Information provided:

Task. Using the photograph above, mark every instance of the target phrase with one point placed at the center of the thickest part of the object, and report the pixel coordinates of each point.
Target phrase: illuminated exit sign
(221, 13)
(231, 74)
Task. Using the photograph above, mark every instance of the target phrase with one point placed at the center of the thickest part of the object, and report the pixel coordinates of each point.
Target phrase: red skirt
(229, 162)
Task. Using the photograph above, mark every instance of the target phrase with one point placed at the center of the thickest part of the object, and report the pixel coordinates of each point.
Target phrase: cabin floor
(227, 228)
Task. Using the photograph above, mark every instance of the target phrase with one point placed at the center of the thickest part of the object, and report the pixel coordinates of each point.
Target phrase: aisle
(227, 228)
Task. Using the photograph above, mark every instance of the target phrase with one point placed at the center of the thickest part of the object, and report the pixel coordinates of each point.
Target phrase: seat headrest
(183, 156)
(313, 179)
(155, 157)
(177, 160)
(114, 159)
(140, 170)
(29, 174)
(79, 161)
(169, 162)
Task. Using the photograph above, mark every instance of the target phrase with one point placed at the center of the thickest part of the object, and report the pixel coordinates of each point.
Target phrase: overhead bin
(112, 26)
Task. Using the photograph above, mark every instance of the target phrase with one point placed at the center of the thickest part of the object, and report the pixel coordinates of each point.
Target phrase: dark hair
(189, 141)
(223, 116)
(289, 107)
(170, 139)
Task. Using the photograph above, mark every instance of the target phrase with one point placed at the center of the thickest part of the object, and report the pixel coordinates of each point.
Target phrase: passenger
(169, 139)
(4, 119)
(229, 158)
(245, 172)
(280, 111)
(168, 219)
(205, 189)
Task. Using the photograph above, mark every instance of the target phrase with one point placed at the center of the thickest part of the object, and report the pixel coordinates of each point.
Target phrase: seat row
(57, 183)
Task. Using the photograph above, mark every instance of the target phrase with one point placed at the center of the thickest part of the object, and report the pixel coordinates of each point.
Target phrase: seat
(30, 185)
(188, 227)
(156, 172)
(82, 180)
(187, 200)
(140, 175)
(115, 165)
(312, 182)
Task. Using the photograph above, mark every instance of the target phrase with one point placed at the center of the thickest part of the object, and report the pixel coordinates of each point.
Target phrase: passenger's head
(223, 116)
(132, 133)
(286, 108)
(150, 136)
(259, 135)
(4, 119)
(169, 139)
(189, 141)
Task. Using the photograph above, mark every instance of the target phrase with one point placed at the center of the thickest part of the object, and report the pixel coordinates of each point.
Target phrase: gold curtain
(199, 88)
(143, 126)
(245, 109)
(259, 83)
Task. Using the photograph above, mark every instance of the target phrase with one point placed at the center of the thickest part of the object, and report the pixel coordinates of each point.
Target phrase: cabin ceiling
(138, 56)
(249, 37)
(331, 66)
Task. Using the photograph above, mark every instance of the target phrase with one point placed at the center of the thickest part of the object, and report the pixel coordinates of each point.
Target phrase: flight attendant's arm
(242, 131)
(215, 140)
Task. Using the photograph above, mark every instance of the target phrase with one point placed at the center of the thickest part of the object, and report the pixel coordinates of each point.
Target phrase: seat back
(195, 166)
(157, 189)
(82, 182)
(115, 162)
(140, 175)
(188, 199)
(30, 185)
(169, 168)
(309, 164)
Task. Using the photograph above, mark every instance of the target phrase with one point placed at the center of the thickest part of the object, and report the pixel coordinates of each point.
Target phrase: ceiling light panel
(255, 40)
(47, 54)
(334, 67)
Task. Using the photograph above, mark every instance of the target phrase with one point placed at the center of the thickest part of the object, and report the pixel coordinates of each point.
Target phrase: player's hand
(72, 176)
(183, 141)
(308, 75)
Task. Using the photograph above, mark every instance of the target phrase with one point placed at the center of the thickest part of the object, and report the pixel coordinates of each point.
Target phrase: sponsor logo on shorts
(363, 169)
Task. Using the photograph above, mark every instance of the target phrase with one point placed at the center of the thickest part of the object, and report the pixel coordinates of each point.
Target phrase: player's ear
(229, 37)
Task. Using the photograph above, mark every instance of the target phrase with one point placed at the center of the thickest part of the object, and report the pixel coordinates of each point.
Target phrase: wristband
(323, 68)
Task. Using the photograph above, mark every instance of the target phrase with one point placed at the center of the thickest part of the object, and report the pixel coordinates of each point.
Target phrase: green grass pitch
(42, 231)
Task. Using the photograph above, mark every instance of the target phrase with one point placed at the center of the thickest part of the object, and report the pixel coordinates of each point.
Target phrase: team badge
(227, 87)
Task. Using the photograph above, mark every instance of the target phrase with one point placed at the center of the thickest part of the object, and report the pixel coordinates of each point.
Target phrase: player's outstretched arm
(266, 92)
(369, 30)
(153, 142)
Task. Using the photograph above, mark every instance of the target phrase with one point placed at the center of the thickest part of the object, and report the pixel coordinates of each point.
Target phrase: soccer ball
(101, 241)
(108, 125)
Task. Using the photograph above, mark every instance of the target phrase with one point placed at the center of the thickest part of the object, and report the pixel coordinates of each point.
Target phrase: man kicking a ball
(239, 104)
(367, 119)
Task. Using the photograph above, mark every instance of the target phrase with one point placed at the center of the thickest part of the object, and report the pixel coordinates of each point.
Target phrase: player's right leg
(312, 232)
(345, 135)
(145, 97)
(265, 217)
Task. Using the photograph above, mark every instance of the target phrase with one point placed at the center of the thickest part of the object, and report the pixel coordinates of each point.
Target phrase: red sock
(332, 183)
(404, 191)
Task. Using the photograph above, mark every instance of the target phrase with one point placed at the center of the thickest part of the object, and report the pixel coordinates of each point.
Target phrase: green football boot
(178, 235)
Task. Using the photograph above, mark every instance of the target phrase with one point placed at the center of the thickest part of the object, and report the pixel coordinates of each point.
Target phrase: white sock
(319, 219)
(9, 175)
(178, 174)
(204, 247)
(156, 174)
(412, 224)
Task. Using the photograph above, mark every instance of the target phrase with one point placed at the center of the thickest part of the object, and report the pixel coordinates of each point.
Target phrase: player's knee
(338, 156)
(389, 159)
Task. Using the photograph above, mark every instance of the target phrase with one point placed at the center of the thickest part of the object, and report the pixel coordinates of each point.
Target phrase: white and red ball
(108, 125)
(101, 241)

What the task requires: Quote the data above in full, changing nothing.

Task result:
Task. Using the photograph above, mark every instance of the target phrase with one point placed at the center of the thickest part of the object, and report the pixel coordinates of each point.
Target phrase: illuminated exit sign
(221, 13)
(231, 74)
Task. Using the photograph above, mark every instance of the target phrase with one point placed at the center of the thickest part of the object, and report the pixel coordinates of each point.
Target phrase: red skirt
(229, 162)
Task. Using the photograph above, mark every instance of the target phrase with one point placed at the center of the thickest part of the object, and report the pixel coordinates of each point.
Target phrase: cabin floor
(227, 228)
Task. Using the photograph above, mark every instance of the target phrase with one point placed at the center of the thickest part of the object, and report the pixel coordinates of each point.
Target phrase: aisle
(227, 228)
Task. Using the photograph above, mark every instance of the target phrase with one point placed at the center of the thickest part of the object, and report the pixel coordinates of each point.
Target phrase: seat headrest
(183, 156)
(313, 179)
(155, 157)
(177, 160)
(114, 159)
(140, 170)
(29, 174)
(79, 161)
(169, 162)
Task. Using the photograph above, mark every instance of the target phrase with one point placed at the center of the thickest part of the object, and report the pixel coordinates of each point.
Target phrase: overhead bin
(112, 26)
Task. Using the photograph above, mark every instance of the target phrase with one point placed at the center of the thickest part of the object, and report the pixel coordinates of each point.
Target phrase: dark hair
(189, 141)
(223, 116)
(289, 107)
(170, 139)
Task. Using the photograph above, mark every instance of the target phrase with one point placed at the center of the thickest part of the object, and report the pixel coordinates of each point.
Target phrase: passenger
(169, 139)
(4, 119)
(229, 158)
(245, 172)
(280, 111)
(168, 219)
(205, 189)
Task. Using the photograph above, mark every instance of the target phrase with one point placed at the center of the thickest part of the object, and report the pixel coordinates of each point.
Target phrase: seat row
(57, 183)
Task. Using the photograph above, mark every instance of the target phrase with one point placed at the center of the thickest part of the object, and report the pixel coordinates of each point.
Target phrase: seat
(30, 185)
(188, 227)
(156, 172)
(82, 180)
(187, 200)
(140, 175)
(115, 165)
(312, 182)
Task. Using the photograph above, mark every instance of the target phrase with one point placed at the center of the thickest part of the object, and report the pixel coordinates of each point.
Target phrase: passenger's head
(223, 116)
(132, 133)
(286, 108)
(150, 136)
(259, 135)
(4, 119)
(169, 139)
(189, 141)
Task. Using the photograph above, mark every instance of the target phrase with one point placed at the center of the thickest part of the object, and report the pixel coordinates of each point.
Target phrase: gold curtain
(199, 88)
(143, 126)
(245, 109)
(259, 83)
Task. Using the photograph above, mark every instance of the target phrase with one point placed at the center of the thickest part of the object, and report the pixel coordinates of each point.
Target phrase: cabin ceiling
(138, 56)
(249, 37)
(331, 66)
Task. Using the photograph above, mark every instance of the target phrase with one point placed at the center of the thickest part of the object, and report the pixel coordinates of each point.
Target phrase: flight attendant's arm
(242, 131)
(215, 140)
Task. Using the photograph above, mark every instance of the target phrase with one point placed at the center of the thickest part of the object, and report the pixel coordinates of each point.
Target phrase: seat back
(195, 166)
(157, 189)
(82, 182)
(115, 162)
(140, 175)
(188, 199)
(30, 185)
(169, 168)
(309, 164)
Task. Using the photograph above, mark every instance of the target phrase with one point placed at the center of the thickest part of the object, and report the pixel coordinates of each point.
Target phrase: ceiling light panel
(255, 40)
(47, 54)
(334, 67)
Task. Using the photograph above, mark every instance of the target phrase with one point placed at the center of the thickest part of the object, and report the pixel coordinates of each point.
Target phrase: player's hand
(72, 176)
(183, 141)
(308, 75)
Task. Using the photograph above, mark every instance of the target phrase with one point placed at the center of the thickest part of the object, and report the pixel coordinates of each point.
Target phrase: sponsor logo on shorts
(363, 169)
Task. Using the photograph above, mark every instance of the target phrase with one point placed at the center of the thickest part of the object, and report the pixel coordinates of each point.
Target phrase: player's ear
(229, 37)
Task. Using the photograph above, mark every instance of the target phrase with one point placed at the center of the thickest part of the object, and report the pixel coordinates of each point.
Target phrase: wristband
(323, 68)
Task. Using the photograph above, mark every instance of the target phrase with one point placed at the center of the thickest part of the object, and report the pixel coordinates of each point.
Target phrase: green grass pitch
(42, 231)
Task. Using the photograph above, mark every instance of the target phrase with one point placed at the center of the thickest part of the object, and report the pixel coordinates of each point.
Target phrase: team badge
(227, 87)
Task. Using the photograph above, mark every instance of the target phrase with one point placed at the center of the thickest part of the object, and report the pixel coordinates of each point.
Target phrase: player's outstretched arm
(266, 92)
(369, 30)
(153, 142)
Task. Using the photograph above, mark every instance of the target phrase with one point placed at the center of the thickest part of the object, and report the pixel coordinates of each point.
Target phrase: soccer ball
(101, 241)
(108, 125)
Task. Using the photograph above, mark every instance of the target phrase with one point placed at the center of the thickest part of the object, and report the pixel coordinates of each point.
Target phrase: man kicking a ball
(239, 104)
(367, 119)
Task. Using the photograph above, mark every instance of the target phrase with one point placed at the center of the thickest part of the object, and report the pixel coordinates of each point.
Target phrase: player's right leg
(312, 232)
(345, 135)
(145, 97)
(265, 217)
Task. Using the photograph above, mark every instance of the target phrase with one point placed at the center of the thickest part of the object, and report the pixel coordinates of each point.
Target phrase: red sock
(332, 183)
(404, 191)
Task. Using the photograph above, mark every instance of the target phrase with one point placed at the center of the thickest part of the object, and report the pixel coordinates of each point.
Target phrase: green football boot
(178, 235)
Task. Using the photograph above, mark every instance of the target phrase with one point placed at the center of the thickest part of the object, and report the pixel coordinates of each point.
Target phrase: white sock
(319, 219)
(9, 175)
(178, 174)
(204, 247)
(156, 174)
(412, 224)
Task. Using the photograph above, mark every instance of the target phrase with one point placed at the center of the thickest part of the object, and report the pixel coordinates of each point.
Target phrase: player's knee
(338, 156)
(389, 159)
Task. Using the photograph above, mark every instance of the target phrase with one point placed at the center of the thickest part of the object, and report the pixel coordinates of each point.
Target phrase: white and red ball
(108, 125)
(101, 241)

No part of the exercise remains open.